§ **DIRECTIONS FOR THIS TASK**: Write out the data word for word and drop any picture you find.

[Saved entries]

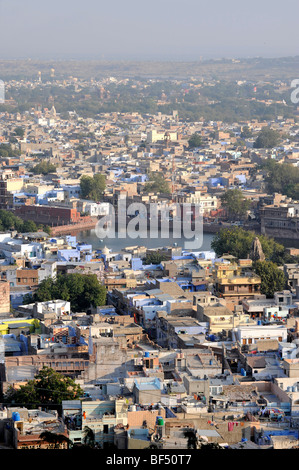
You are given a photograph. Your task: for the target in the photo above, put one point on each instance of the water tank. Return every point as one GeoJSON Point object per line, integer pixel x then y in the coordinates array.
{"type": "Point", "coordinates": [16, 416]}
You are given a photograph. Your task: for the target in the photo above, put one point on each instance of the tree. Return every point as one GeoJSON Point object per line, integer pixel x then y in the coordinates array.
{"type": "Point", "coordinates": [89, 436]}
{"type": "Point", "coordinates": [156, 184]}
{"type": "Point", "coordinates": [19, 131]}
{"type": "Point", "coordinates": [92, 187]}
{"type": "Point", "coordinates": [47, 388]}
{"type": "Point", "coordinates": [246, 132]}
{"type": "Point", "coordinates": [55, 441]}
{"type": "Point", "coordinates": [272, 278]}
{"type": "Point", "coordinates": [235, 203]}
{"type": "Point", "coordinates": [154, 257]}
{"type": "Point", "coordinates": [195, 141]}
{"type": "Point", "coordinates": [43, 168]}
{"type": "Point", "coordinates": [267, 138]}
{"type": "Point", "coordinates": [238, 242]}
{"type": "Point", "coordinates": [81, 290]}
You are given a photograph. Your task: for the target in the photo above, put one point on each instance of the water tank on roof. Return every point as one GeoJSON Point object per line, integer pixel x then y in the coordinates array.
{"type": "Point", "coordinates": [160, 421]}
{"type": "Point", "coordinates": [16, 416]}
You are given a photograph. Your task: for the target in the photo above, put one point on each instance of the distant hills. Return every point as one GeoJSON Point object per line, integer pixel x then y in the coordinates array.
{"type": "Point", "coordinates": [255, 69]}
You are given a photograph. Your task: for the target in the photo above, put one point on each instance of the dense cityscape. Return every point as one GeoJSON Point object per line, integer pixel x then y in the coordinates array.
{"type": "Point", "coordinates": [149, 254]}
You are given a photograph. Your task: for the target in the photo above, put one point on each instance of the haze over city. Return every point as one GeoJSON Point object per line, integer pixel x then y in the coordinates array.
{"type": "Point", "coordinates": [159, 30]}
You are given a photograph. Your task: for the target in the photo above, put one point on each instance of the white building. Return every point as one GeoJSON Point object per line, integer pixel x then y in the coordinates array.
{"type": "Point", "coordinates": [253, 333]}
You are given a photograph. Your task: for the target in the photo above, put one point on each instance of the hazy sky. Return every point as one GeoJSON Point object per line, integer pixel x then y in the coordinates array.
{"type": "Point", "coordinates": [157, 29]}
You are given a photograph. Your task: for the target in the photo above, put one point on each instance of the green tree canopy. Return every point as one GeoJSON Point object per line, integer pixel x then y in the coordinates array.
{"type": "Point", "coordinates": [47, 388]}
{"type": "Point", "coordinates": [55, 441]}
{"type": "Point", "coordinates": [156, 184]}
{"type": "Point", "coordinates": [195, 141]}
{"type": "Point", "coordinates": [267, 138]}
{"type": "Point", "coordinates": [43, 168]}
{"type": "Point", "coordinates": [282, 178]}
{"type": "Point", "coordinates": [238, 242]}
{"type": "Point", "coordinates": [154, 257]}
{"type": "Point", "coordinates": [272, 277]}
{"type": "Point", "coordinates": [235, 203]}
{"type": "Point", "coordinates": [246, 132]}
{"type": "Point", "coordinates": [92, 187]}
{"type": "Point", "coordinates": [81, 290]}
{"type": "Point", "coordinates": [19, 131]}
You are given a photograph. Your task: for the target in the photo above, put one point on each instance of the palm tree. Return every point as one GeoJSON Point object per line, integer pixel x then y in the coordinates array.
{"type": "Point", "coordinates": [55, 441]}
{"type": "Point", "coordinates": [89, 436]}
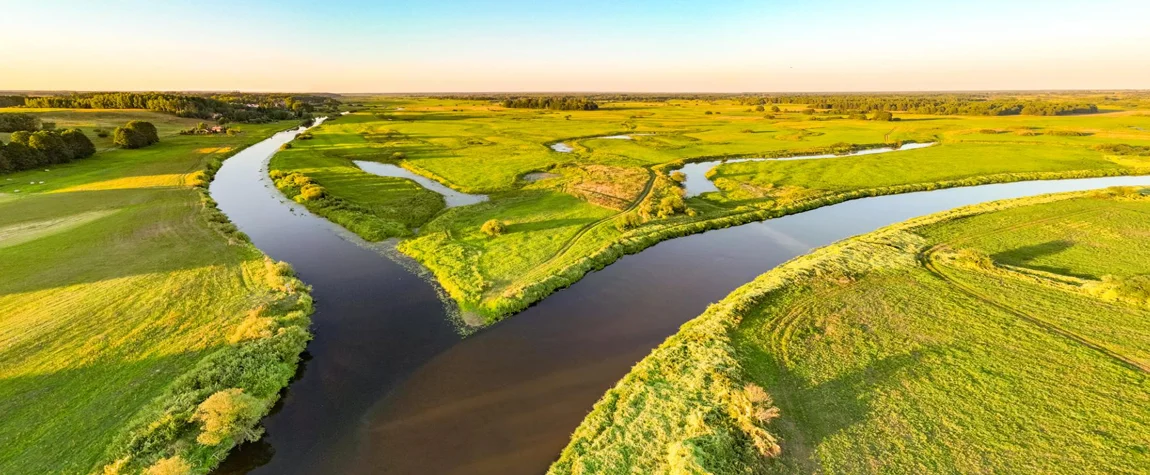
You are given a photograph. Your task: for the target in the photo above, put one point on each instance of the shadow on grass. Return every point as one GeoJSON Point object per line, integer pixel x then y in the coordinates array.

§ **EXERCISE SOLUTION**:
You are given a photograph. Your task: for the target in the photo above, put one point on each instance of the water tank. Return every point as one GeoJSON Point object per line, integer pixel x then y in the coordinates array.
{"type": "Point", "coordinates": [16, 416]}
You are given a photograph. Your task: for the target in the photo above, put one point on each instance of the tree. Return every point as one GeoJSON Point object per line, integer pixel x then y in the coordinates array.
{"type": "Point", "coordinates": [89, 436]}
{"type": "Point", "coordinates": [156, 184]}
{"type": "Point", "coordinates": [19, 131]}
{"type": "Point", "coordinates": [92, 187]}
{"type": "Point", "coordinates": [47, 388]}
{"type": "Point", "coordinates": [246, 132]}
{"type": "Point", "coordinates": [55, 441]}
{"type": "Point", "coordinates": [272, 278]}
{"type": "Point", "coordinates": [235, 203]}
{"type": "Point", "coordinates": [154, 257]}
{"type": "Point", "coordinates": [195, 141]}
{"type": "Point", "coordinates": [43, 168]}
{"type": "Point", "coordinates": [267, 138]}
{"type": "Point", "coordinates": [238, 242]}
{"type": "Point", "coordinates": [81, 290]}
You are given a photograph. Your task: for the target in the photo above, put one point on each instance of the water tank on roof. Return every point as one GeoJSON Point object per line, integer pixel x then y in the coordinates array.
{"type": "Point", "coordinates": [160, 421]}
{"type": "Point", "coordinates": [16, 416]}
You are given a photograph. Your task: for the target in the photo above, put one point on each instance of the distant hills. Return every point as one GeoJSON Point object per line, integer pixel x then y in the coordinates array.
{"type": "Point", "coordinates": [255, 69]}
You are given a photograph. Your task: for the target in the photo above, put one point on each instance of the dense cityscape. Return every point as one GeoJSON Point object per line, integer pixel x then y in the coordinates array.
{"type": "Point", "coordinates": [149, 254]}
You are given a photograph. Your task: for the target in the photo above, put one point on each instance of the haze over city. Return every point as one GeoJSON Point object per line, integer pixel x then y in the coordinates array.
{"type": "Point", "coordinates": [159, 30]}
You are given a photograph. Your task: for the target in the photo above, put one point on each instance of the white building. Return every point as one GeoJSON Point object per line, integer pixel x then y in the coordinates array.
{"type": "Point", "coordinates": [253, 333]}
You are given a photograph. Your task: for the target in the photo above, put one point on each instance of the hazy sky. Return every point as one GeoJSON Point object per line, integer pixel x then y in the coordinates array.
{"type": "Point", "coordinates": [157, 29]}
You are given a photograph. Your task: for the target in the photo above, put one point on each instance of the green tree canopy. Return every point as one GeoJSON Point object per line, integer pixel x then y in the coordinates array.
{"type": "Point", "coordinates": [47, 388]}
{"type": "Point", "coordinates": [55, 441]}
{"type": "Point", "coordinates": [156, 184]}
{"type": "Point", "coordinates": [195, 141]}
{"type": "Point", "coordinates": [267, 138]}
{"type": "Point", "coordinates": [43, 168]}
{"type": "Point", "coordinates": [282, 178]}
{"type": "Point", "coordinates": [238, 242]}
{"type": "Point", "coordinates": [154, 257]}
{"type": "Point", "coordinates": [272, 277]}
{"type": "Point", "coordinates": [235, 203]}
{"type": "Point", "coordinates": [246, 132]}
{"type": "Point", "coordinates": [92, 187]}
{"type": "Point", "coordinates": [81, 290]}
{"type": "Point", "coordinates": [19, 131]}
You are given a photograph. Your task: for the target in the photo above, put one point on each instance of the palm tree. Return every point as one GeoJSON Point object per line, integer pixel x then y in the coordinates array.
{"type": "Point", "coordinates": [55, 441]}
{"type": "Point", "coordinates": [89, 436]}
You are given a photograph. Your task: for the target in the photo above, put one point on each instance of the shadow on grass. Return every point as one GeoJSON Point object per line, integer pixel x then y in the coordinates array.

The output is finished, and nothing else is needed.